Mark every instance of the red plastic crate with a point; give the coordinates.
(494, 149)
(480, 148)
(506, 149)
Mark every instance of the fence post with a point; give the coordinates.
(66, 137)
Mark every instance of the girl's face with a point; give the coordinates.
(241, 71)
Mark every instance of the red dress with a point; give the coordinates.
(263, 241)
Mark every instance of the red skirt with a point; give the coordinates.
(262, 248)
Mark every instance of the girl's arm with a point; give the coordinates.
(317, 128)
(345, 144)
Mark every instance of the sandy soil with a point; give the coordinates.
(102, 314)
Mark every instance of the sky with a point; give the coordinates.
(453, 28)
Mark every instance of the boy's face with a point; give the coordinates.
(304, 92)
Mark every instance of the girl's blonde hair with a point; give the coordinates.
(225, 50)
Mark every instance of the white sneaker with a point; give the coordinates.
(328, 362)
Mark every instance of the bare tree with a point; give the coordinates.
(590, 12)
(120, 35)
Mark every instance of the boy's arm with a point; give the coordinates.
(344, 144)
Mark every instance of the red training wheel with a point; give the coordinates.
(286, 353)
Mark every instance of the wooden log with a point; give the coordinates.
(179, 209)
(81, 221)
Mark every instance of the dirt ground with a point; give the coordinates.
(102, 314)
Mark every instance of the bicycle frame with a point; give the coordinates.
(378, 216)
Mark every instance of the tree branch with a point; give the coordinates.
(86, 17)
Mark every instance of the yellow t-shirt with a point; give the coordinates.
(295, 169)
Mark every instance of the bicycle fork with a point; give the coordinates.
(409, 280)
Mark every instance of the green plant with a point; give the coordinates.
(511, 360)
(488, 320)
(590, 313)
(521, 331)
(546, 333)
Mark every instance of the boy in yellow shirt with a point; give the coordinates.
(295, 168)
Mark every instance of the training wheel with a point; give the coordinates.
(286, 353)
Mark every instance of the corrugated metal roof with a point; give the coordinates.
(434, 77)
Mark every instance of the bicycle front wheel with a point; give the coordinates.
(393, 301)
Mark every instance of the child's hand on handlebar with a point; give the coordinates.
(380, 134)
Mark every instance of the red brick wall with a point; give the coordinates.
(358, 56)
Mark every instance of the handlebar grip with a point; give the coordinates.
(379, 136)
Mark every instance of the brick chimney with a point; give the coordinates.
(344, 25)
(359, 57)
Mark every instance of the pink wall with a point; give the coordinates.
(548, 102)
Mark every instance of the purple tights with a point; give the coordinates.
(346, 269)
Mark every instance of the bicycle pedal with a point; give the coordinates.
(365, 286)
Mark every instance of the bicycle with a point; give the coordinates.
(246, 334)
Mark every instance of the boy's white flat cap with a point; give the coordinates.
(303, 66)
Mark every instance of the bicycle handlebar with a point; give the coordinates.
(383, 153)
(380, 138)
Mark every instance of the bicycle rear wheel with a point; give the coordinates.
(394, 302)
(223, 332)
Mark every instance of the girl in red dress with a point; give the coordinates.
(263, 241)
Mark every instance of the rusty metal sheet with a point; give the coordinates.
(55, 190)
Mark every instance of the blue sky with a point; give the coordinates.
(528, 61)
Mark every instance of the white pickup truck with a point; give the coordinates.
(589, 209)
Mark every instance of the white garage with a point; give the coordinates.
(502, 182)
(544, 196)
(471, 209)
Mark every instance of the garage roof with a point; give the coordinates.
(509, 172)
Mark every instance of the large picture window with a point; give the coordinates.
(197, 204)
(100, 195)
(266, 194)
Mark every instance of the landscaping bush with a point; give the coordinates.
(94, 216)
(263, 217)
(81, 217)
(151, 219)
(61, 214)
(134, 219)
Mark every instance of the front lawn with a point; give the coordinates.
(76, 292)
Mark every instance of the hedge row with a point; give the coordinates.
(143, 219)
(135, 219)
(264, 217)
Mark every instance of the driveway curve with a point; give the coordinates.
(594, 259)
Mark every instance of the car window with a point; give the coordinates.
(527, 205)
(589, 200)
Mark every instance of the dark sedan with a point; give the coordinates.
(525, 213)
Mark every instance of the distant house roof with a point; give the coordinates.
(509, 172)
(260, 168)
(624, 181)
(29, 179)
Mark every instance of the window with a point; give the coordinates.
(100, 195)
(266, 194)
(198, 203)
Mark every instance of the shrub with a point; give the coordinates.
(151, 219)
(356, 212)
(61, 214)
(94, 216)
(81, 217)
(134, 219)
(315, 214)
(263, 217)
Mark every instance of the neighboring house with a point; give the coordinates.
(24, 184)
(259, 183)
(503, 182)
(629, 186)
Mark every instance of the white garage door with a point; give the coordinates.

Exercise: Return each line of the data exactly as written above.

Response to this exercise:
Mark every instance of the red plastic crate with a point; give the coordinates.
(494, 149)
(480, 148)
(506, 149)
Mark every instance of the fence post with a point; give the coordinates.
(66, 137)
Mark every instance of the girl's face with a point; give the coordinates.
(241, 71)
Mark every instance of the red dress with a point; give the coordinates.
(263, 241)
Mark every instance of the red skirt with a point; give the coordinates.
(262, 248)
Mark every instance of the girl's arm with a point; give the coordinates.
(317, 128)
(345, 144)
Mark every instance of the sandy soil with a point; give the coordinates.
(102, 314)
Mark every instance of the sky with a point; give the coordinates.
(453, 28)
Mark every instance of the boy's face with a point; give the coordinates.
(304, 92)
Mark every instance of the girl's blonde hair with a point; give the coordinates.
(225, 50)
Mark every instance of the white sneaker with a point; give the coordinates.
(328, 362)
Mark every instance of the bare tree with a point; give the coordinates.
(590, 12)
(120, 35)
Mark every instance of the boy's arm with a point; give the coordinates.
(344, 144)
Mark every instance of the red training wheel with a point; give the coordinates.
(286, 353)
Mark every instance of the wooden log with a point; give the coordinates.
(179, 209)
(81, 221)
Mark every instance of the dirt ground with a point; give the coordinates.
(102, 314)
Mark every instance of the bicycle frame with a point; give the coordinates.
(378, 216)
Mark every instance of the tree branch with a point; give the coordinates.
(86, 17)
Mark every instance of the yellow t-shirt with a point; give the coordinates.
(295, 169)
Mark every instance of the bicycle fork with a point; give the coordinates.
(409, 280)
Mark every instance of the green plant with a point; give the coordinates.
(511, 360)
(488, 320)
(590, 313)
(521, 331)
(546, 333)
Mark every instance of the boy in yellow shirt with a point; give the coordinates.
(295, 168)
Mark every instance of the training wheel with a point; give the coordinates.
(286, 353)
Mark every instance of the corrugated metal roof with a point; give the coordinates.
(434, 77)
Mark every instance of the bicycle front wheel with a point; give the coordinates.
(393, 301)
Mark every instance of the child's hand on handlebar with a point; give the coordinates.
(380, 134)
Mark every instance of the red brick wall with a point; give the coordinates.
(358, 56)
Mark every instance of the handlebar grip with a point; give the coordinates.
(379, 136)
Mark every instance of the brick chimney with a point; give the coordinates.
(344, 25)
(359, 57)
Mark every instance of the pink wall with a point; give the coordinates.
(548, 102)
Mark every instance of the purple tights with a point; give the coordinates.
(346, 269)
Mark every instance of the bicycle pedal with a point; give the coordinates.
(365, 286)
Mark every instance of the bicycle with a point; give the coordinates.
(246, 334)
Mark every instance of the boy's white flat cap with a point; give the coordinates.
(303, 66)
Mark every instance of the bicycle handlebar with a point; give the coordinates.
(383, 153)
(380, 138)
Mark every instance of the bicycle rear wheel with a point; give the coordinates.
(394, 302)
(223, 332)
Mark every instance of the girl in red dress with a point; give the coordinates.
(263, 241)
Mark every instance of the rusty metal sheet with a point; give the coordinates.
(55, 190)
Mark every instance of the blue sky with a point; give the coordinates.
(528, 61)
Mark every instance of the white pickup truck with a point; give the coordinates.
(589, 209)
Mark every instance of the white garage with a point; give the coordinates.
(502, 182)
(544, 196)
(471, 209)
Mark every instance of the garage roof with a point; give the coordinates.
(509, 172)
Mark every instance of the large picture window with a point; give the coordinates.
(197, 204)
(100, 195)
(266, 194)
Mark every instance of the landscaping bush with a point; give the coordinates.
(94, 216)
(263, 217)
(81, 217)
(151, 219)
(61, 214)
(134, 219)
Mark every instance of the front lawn with a point; give the coordinates.
(76, 292)
Mark every instance of the hedge row with a point; give the coordinates.
(143, 219)
(135, 219)
(264, 217)
Mark every instance of the driveway curve with a point; give the coordinates.
(594, 259)
Mark every instance of the car window with a point; give the coordinates.
(527, 205)
(589, 200)
Mark every instance of the dark sedan with a point; give the coordinates.
(525, 213)
Mark every instance of the distant house roof with a point; give the coordinates.
(509, 172)
(260, 168)
(624, 181)
(29, 179)
Mark every instance of the window with a point; give the coordinates.
(100, 195)
(266, 194)
(198, 203)
Mark every instance of the shrub with a point; give the coordinates.
(151, 219)
(356, 212)
(61, 214)
(94, 216)
(81, 217)
(134, 219)
(315, 214)
(263, 217)
Mark every instance of the neighboring house with a point; give the coordinates.
(24, 184)
(259, 183)
(503, 182)
(629, 186)
Mark every instance of the white garage door with a point; give the coordinates.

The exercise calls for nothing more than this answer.